### [Task objective]
Print the listing below line by line, without changing a single character.

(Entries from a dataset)

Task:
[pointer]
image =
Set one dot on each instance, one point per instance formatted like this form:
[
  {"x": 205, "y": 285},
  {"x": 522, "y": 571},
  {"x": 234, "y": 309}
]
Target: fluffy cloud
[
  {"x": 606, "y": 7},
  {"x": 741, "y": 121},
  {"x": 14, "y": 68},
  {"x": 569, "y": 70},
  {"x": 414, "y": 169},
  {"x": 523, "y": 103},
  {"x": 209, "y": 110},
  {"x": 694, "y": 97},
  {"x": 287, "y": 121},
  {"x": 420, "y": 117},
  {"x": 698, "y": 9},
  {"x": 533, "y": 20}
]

### [Result of this task]
Task:
[pointer]
image =
Set one dot on each instance, one point per instance formatted like this form:
[
  {"x": 205, "y": 285},
  {"x": 522, "y": 571},
  {"x": 234, "y": 309}
]
Target: fluffy cloud
[
  {"x": 606, "y": 7},
  {"x": 741, "y": 121},
  {"x": 14, "y": 68},
  {"x": 569, "y": 70},
  {"x": 414, "y": 169},
  {"x": 523, "y": 103},
  {"x": 209, "y": 110},
  {"x": 694, "y": 97},
  {"x": 287, "y": 121},
  {"x": 420, "y": 117},
  {"x": 698, "y": 9},
  {"x": 533, "y": 20}
]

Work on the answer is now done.